Excerpt to read.
◇ ◇ ◇ ◇

Countess of Bridgewater
- Born: 1656
- Died: 23 May 1716 (aged 59–60)
- Spouse: John Egerton, 3rd Earl of Bridgewater
- Issue: 9
- Father: Charles Paulet, 1st Duke of Bolton
- Mother: Mary Scrope

= Jane Egerton, Countess of Bridgewater =

English wife of John Egerton, 3rd Earl of Bridgewater (1656-1716)

Jane Egerton, Countess of Bridgewater (c.1656 - 23 May 1716), was the second wife of John Egerton, 3rd Earl of Bridgewater. She was a daughter of Charles Paulet, 1st Duke of Bolton, by his second wife Mary Scrope.

Jane had nine children with the 3rd Earl:

- Charles Egerton, Viscount Brackley (7 May 1675 – April 1687)
- Lady Mary Egerton (14 May 1676 – 11 April 1704). Married William Byron, 4th Baron Byron
- Hon. Thomas Egerton (15 August 1679 – April 1687)
- Scroop Egerton, 1st Duke of Bridgewater (11 August 1681 – 11 January 1744/5)
- Hon. William Egerton (1684–1732), MP and soldier
- Hon. Henry Egerton, Bishop of Hereford (10 February 1689 – 1 April 1746), who married Elizabeth Ariana Bentinck, a daughter of William Bentinck, 1st Earl of Portland. They were the parents of John Egerton, Bishop of Durham.
- Hon. John Egerton (d. c.1707), a Page of Honour
- Hon. Charles Egerton (1694-1725), who married Catherine Greville, a sister of William Greville, 7th Baron Brooke.

◇ ◇ ◇ ◇

Set of tasks.
a. From the Jane Egerton excerpt above, extract the passage from "Jane Egerton, Countess of Bridgewater (c.1656" up to and including "11 January 1744/5)".
b. How would you write what comes next in the Jane Egerton excerpt above, picking up after its final line?

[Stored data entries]
◇ ◇ ◇ ◇

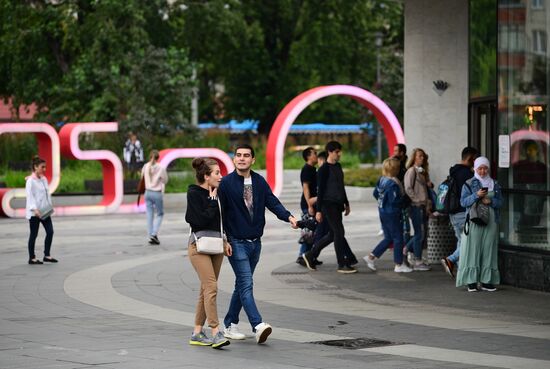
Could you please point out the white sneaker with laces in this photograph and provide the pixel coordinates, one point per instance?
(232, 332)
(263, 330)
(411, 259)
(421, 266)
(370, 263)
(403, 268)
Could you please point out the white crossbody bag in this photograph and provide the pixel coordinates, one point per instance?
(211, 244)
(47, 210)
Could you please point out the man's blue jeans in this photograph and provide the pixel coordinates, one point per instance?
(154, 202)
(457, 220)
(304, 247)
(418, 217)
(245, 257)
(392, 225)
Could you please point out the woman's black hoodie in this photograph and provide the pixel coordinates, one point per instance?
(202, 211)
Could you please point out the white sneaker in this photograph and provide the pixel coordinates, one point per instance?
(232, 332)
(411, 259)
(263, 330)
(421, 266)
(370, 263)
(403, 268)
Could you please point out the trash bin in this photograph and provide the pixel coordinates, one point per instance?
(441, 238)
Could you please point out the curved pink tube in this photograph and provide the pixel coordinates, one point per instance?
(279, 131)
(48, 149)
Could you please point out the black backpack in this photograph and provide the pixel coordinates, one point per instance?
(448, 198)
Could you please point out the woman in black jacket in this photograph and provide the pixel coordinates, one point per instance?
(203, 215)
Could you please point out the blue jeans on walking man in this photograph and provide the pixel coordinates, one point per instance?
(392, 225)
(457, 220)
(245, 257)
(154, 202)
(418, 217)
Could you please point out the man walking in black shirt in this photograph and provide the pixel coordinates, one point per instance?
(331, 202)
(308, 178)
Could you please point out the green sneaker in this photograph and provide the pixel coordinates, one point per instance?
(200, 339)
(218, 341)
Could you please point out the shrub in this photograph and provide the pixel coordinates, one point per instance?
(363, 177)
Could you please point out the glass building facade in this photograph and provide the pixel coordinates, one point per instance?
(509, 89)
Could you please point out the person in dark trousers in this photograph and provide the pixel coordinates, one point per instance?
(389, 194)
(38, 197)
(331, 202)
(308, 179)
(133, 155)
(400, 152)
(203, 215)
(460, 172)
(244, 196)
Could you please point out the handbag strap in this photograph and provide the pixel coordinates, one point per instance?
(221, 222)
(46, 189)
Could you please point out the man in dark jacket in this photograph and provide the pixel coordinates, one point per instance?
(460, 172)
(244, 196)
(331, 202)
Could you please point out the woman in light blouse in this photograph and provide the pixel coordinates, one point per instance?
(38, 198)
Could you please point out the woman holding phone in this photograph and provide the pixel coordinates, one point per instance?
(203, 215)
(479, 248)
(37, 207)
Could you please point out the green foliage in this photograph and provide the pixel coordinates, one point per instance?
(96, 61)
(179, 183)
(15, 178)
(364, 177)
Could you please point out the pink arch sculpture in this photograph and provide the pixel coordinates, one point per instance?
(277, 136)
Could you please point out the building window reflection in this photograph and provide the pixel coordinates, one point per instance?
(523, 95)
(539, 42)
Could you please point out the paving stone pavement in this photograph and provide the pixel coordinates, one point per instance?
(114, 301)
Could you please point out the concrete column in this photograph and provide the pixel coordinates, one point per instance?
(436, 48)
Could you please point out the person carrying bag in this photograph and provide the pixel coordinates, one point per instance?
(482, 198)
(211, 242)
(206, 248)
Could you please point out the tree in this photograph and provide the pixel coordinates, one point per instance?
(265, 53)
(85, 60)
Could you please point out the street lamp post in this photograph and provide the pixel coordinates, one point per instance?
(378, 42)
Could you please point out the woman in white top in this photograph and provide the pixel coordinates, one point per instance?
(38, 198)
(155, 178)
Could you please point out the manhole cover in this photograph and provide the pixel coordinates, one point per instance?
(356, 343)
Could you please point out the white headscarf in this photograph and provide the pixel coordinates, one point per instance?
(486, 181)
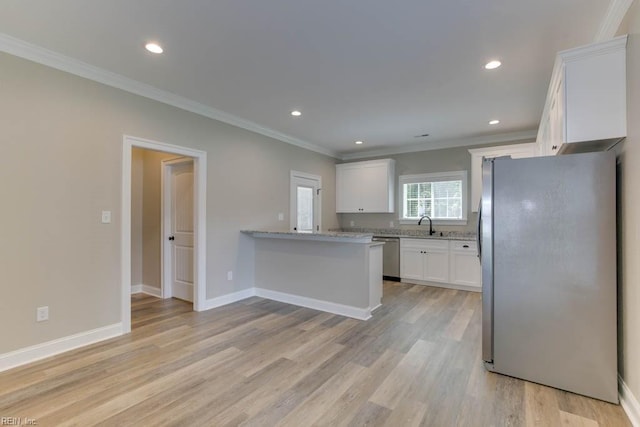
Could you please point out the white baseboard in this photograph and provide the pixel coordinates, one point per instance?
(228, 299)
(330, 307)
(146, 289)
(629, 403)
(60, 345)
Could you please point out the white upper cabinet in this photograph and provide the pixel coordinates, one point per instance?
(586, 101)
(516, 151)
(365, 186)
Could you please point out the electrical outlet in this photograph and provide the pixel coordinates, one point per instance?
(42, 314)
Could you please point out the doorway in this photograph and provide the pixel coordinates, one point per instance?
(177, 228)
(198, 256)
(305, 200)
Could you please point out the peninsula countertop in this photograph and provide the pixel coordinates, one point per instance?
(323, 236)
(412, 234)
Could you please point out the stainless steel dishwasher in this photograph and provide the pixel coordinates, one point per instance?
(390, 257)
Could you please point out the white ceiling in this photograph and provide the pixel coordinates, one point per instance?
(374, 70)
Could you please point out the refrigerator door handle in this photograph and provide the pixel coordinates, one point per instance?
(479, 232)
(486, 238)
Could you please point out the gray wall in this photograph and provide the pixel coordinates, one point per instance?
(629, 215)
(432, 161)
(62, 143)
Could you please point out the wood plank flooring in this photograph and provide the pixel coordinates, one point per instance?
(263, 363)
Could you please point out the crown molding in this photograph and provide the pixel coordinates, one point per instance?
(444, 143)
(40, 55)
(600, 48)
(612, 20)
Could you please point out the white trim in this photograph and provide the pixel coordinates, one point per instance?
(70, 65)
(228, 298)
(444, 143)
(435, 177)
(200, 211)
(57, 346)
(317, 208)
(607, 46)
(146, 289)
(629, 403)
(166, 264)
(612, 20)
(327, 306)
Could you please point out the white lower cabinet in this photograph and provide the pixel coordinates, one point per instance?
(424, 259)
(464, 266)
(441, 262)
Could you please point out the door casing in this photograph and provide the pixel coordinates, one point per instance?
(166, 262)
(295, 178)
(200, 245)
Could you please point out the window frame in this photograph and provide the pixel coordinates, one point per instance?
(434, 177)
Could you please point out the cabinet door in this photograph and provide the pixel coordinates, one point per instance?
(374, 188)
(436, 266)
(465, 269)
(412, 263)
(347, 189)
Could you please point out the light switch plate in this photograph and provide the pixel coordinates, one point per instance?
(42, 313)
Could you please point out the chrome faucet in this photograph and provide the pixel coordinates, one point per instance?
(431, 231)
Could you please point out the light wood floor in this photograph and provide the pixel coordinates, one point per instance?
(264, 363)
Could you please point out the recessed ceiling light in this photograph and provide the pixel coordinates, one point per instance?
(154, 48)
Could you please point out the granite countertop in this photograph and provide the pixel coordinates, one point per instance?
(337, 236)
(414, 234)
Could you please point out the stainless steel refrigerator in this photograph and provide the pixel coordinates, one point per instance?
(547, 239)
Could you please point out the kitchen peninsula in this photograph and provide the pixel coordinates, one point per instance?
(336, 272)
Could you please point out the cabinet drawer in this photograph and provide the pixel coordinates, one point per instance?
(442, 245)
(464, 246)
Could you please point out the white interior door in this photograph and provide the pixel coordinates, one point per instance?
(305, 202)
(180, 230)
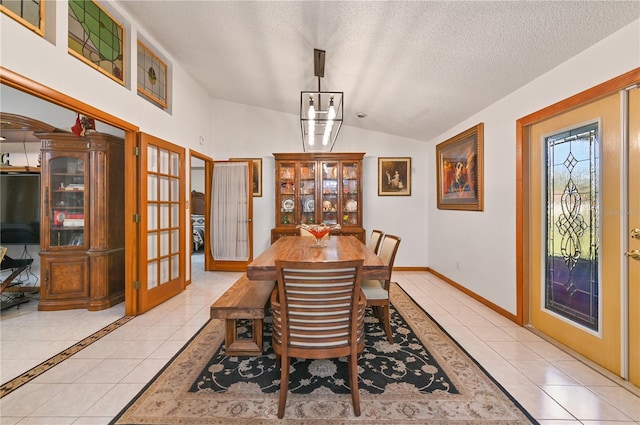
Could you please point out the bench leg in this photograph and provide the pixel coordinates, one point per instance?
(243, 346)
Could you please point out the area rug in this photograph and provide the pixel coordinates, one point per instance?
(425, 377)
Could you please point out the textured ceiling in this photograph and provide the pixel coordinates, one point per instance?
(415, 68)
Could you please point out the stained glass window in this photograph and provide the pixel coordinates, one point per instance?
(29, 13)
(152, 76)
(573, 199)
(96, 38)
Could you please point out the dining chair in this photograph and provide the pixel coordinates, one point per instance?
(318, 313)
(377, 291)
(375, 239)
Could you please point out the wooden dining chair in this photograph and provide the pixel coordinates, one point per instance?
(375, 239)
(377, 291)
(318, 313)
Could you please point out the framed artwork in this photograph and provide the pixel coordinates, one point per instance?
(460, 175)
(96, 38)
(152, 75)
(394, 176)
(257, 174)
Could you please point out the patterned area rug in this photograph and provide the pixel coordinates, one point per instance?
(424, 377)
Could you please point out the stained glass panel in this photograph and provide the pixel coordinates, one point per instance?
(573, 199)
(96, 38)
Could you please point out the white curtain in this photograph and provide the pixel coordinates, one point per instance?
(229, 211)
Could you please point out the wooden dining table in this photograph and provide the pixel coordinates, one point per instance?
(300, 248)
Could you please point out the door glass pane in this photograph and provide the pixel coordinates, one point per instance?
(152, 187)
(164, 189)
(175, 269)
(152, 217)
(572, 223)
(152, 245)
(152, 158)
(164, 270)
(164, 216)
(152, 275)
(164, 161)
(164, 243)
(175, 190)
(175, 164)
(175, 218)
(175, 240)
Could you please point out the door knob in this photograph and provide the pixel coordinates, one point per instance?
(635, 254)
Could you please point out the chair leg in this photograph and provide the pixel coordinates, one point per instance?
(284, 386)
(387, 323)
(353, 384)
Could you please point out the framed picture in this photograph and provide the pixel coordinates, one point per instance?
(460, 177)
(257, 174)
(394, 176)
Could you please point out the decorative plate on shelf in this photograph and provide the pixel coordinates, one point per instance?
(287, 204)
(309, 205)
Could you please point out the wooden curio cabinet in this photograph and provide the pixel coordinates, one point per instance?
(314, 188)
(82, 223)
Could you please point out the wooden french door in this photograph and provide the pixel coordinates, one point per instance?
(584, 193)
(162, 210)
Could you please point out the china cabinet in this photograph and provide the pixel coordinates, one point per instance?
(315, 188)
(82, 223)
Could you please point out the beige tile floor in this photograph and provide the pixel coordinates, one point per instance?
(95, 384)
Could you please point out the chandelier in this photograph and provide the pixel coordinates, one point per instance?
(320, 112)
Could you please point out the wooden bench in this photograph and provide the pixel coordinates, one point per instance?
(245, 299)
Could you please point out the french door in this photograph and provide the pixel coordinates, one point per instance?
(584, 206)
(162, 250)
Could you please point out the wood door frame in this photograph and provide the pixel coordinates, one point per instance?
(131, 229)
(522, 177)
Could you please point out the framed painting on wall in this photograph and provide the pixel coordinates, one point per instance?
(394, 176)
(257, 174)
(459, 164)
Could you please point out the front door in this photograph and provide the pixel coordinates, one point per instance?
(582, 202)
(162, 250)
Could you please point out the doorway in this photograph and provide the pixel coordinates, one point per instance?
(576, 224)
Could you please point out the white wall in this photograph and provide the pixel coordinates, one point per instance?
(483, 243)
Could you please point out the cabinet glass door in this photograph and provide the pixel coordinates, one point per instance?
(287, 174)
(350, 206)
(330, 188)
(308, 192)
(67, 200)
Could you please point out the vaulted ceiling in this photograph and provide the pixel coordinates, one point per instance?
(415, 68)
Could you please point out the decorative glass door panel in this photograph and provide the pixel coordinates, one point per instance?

◇ ◇ ◇ ◇

Answers by item.
a.
Jane Egerton, Countess of Bridgewater (c.1656 - 23 May 1716), was the second wife of John Egerton, 3rd Earl of Bridgewater. She was a daughter of Charles Paulet, 1st Duke of Bolton, by his second wife Mary Scrope.

Jane had nine children with the 3rd Earl:

- Charles Egerton, Viscount Brackley (7 May 1675 – April 1687)
- Lady Mary Egerton (14 May 1676 – 11 April 1704). Married William Byron, 4th Baron Byron
- Hon. Thomas Egerton (15 August 1679 – April 1687)
- Scroop Egerton, 1st Duke of Bridgewater (11 August 1681 – 11 January 1744/5)

b.
- Lady Elizabeth Egerton, who married Thomas Paget, Lord Paget, a son of Henry Paget, 1st Earl of Uxbridge and his wife Mary Catesby. They were the parents of Henry Paget, 2nd Earl of Uxbridge.

The eldest son, Viscount Brackley, and his younger brother Thomas, died aged 11 and 7 respectively, along with their private tutor, in a fire which destroyed the family's London home of Bridgwater House. Both boys were buried on 14 April 1687 at Little Gaddesden, Hertfordshire. This left a younger brother, Scroop, as the heir to the earldom.

Following her husband's death, Jane was known by the title "Dowager Countess of Bridgewater". In 1724 a controversy arose over the distribution of property in her will, causing her daughter Elizabeth to instigate a court case.